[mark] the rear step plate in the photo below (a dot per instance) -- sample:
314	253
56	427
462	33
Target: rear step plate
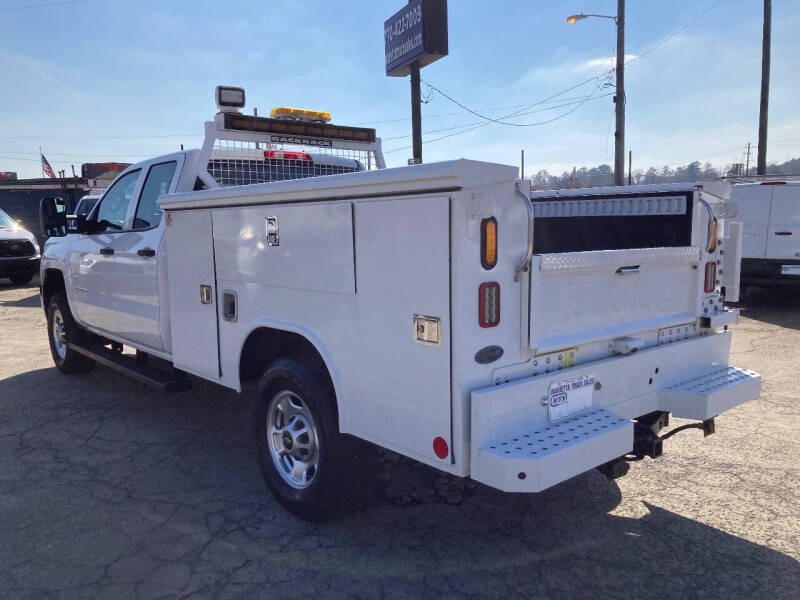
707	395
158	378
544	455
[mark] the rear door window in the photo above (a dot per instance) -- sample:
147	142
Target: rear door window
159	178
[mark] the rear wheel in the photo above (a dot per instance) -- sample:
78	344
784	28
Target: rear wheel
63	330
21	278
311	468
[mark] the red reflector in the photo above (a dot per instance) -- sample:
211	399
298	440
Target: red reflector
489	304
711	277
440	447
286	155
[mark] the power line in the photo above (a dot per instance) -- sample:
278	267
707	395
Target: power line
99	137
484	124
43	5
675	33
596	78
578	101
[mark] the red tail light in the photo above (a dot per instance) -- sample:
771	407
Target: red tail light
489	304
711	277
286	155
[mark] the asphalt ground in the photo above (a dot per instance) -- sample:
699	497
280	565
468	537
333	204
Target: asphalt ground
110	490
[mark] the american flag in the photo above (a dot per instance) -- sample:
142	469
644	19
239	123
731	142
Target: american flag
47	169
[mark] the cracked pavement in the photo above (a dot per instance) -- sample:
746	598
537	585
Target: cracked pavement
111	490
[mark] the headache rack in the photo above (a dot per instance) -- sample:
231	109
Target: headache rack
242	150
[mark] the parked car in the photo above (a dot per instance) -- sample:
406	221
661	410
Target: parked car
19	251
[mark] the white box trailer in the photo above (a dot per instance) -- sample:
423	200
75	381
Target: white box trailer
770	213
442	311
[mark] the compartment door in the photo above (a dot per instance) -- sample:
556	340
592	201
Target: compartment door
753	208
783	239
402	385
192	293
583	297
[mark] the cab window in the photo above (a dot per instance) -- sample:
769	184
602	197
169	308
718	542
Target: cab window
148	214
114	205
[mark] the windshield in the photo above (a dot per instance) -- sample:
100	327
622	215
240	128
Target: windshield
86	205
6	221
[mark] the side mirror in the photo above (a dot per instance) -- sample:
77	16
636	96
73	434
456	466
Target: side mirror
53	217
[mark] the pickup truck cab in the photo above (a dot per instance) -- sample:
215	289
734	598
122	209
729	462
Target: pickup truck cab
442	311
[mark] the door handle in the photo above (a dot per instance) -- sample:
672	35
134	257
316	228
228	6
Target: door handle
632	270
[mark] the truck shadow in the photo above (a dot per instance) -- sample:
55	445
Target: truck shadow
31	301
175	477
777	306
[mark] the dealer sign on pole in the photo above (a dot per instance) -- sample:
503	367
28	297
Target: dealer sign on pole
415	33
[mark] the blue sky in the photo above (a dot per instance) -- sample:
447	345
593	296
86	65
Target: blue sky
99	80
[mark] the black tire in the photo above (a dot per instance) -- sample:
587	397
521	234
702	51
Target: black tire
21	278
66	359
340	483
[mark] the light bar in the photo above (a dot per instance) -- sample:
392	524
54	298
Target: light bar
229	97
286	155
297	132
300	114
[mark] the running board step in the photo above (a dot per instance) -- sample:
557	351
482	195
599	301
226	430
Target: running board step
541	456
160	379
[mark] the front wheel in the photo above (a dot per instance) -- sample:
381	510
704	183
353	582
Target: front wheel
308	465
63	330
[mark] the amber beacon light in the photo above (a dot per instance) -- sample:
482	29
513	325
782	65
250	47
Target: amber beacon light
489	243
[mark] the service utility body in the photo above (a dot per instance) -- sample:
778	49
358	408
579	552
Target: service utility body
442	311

::::::::::

EXERCISE DETAILS
Copy out the whole listing again, replacing "a dot per instance" with "one point for each instance" wherever it occurs and leaving everything else as it is. Omit the pictures.

ANSWER FOR THIS EXERCISE
[mark] the rear step plate in the photo below (one point for each instance) -- sample:
314	253
56	427
462	33
Target: rear step plate
707	395
158	378
544	455
[mark] the rear door window in the photo above (one point for each instance) -- sample:
147	142
Target: rear door window
159	178
[mark] the rear wheel in the photo above (one point for each instance) -- sample:
78	344
784	28
Target: rear wheel
63	330
21	278
311	468
[mark] the red reflector in the photo above (one point for each instance) -- sample:
211	399
298	440
Target: red reflector
489	304
711	277
440	447
286	155
[mark] the power line in the photo above (one point for each instance) -- sample:
278	267
707	395
Target: power line
99	137
484	124
43	5
675	33
596	78
578	101
[mark] the red tail light in the photo above (one point for each instance) -- sample:
771	407
Target: red tail light
489	304
711	277
286	155
[mark] the asphalt ground in the photo above (one point for each instance) -- sample:
699	497
280	565
468	537
333	204
Target: asphalt ground
110	490
[mark] the american flag in the photo above (one point for each instance) -- sample:
142	469
644	19
239	123
731	142
Target: american flag
47	169
[mark] the cracked pavement in the photo above (one point for each instance) -- sample:
746	598
537	585
Target: cracked pavement
111	490
[mark] the headache rack in the photo above (one point for each instance) -- sample:
231	109
Target: headache rack
242	150
[mark] the parked car in the photo above (one point for each instance) -- sample:
406	221
661	410
Target: parked car
19	251
[mark] the white box trailer in the photo above (one point for each instance) -- sample:
423	200
75	381
Target: white box trailer
770	213
442	311
[mark] the compartment door in the photo above (one point for each instance) -- sample:
556	340
592	201
Target: compartment door
753	208
783	239
402	385
192	293
583	297
[mark] the cab window in the photo above (one point for each instance) -- sample:
769	184
602	197
169	308
718	542
Target: cab window
148	214
114	205
[mark] the windshield in the photo above (one point for each instance) -- sample:
100	327
622	215
240	128
Target: windshield
86	205
6	221
[mark] the side mirror in the photo above (one point for each instance) -- sample:
77	16
636	96
73	434
456	466
Target: side mirror
53	217
[mark] the pickup truck cab in the photo above (one point for each instance) -- sample:
215	289
734	598
122	209
729	462
Target: pickup truck cab
442	311
[mark] the door handle in the photo above (one point for each instance) -- sample:
672	35
134	257
316	228
228	6
Target: door handle
632	270
[mark] the truck shadow in the photo above (one point for each instance) -- sample:
55	445
Target: truck shadow
31	301
175	477
777	306
[mark] the dealer sign on pole in the photo above (one point for each instance) -- sample:
503	367
28	297
Target: dealer sign on pole
415	33
[mark] the blue sky in the photo above (one point for each instance) -- sample:
447	345
593	296
86	65
Target: blue sky
99	80
[mark] the black tire in the photo above (one point for each instance) -- sample:
587	397
521	234
702	51
Target: black tire
21	278
66	359
340	483
[mark] the light bar in the photo above (one point for each instance) -- sample:
392	524
54	298
Target: light bar
229	97
286	155
297	132
300	114
[mark] the running board step in the photo above (one point for each instance) -- sample:
557	351
482	195
599	301
226	430
Target: running board step
541	456
160	379
[mark] the front wheel in the photo above (one point for each instance) -- sample:
381	510
704	183
353	582
Target: front wheel
308	465
63	330
[mark] the amber beacon light in the photo above (one point for each instance) -- sample:
482	29
513	325
782	65
250	47
Target: amber beacon light
489	243
[mark] the service utility body in the photo above (one point for each instance) -- sample:
778	49
358	408
579	552
Target: service utility body
442	311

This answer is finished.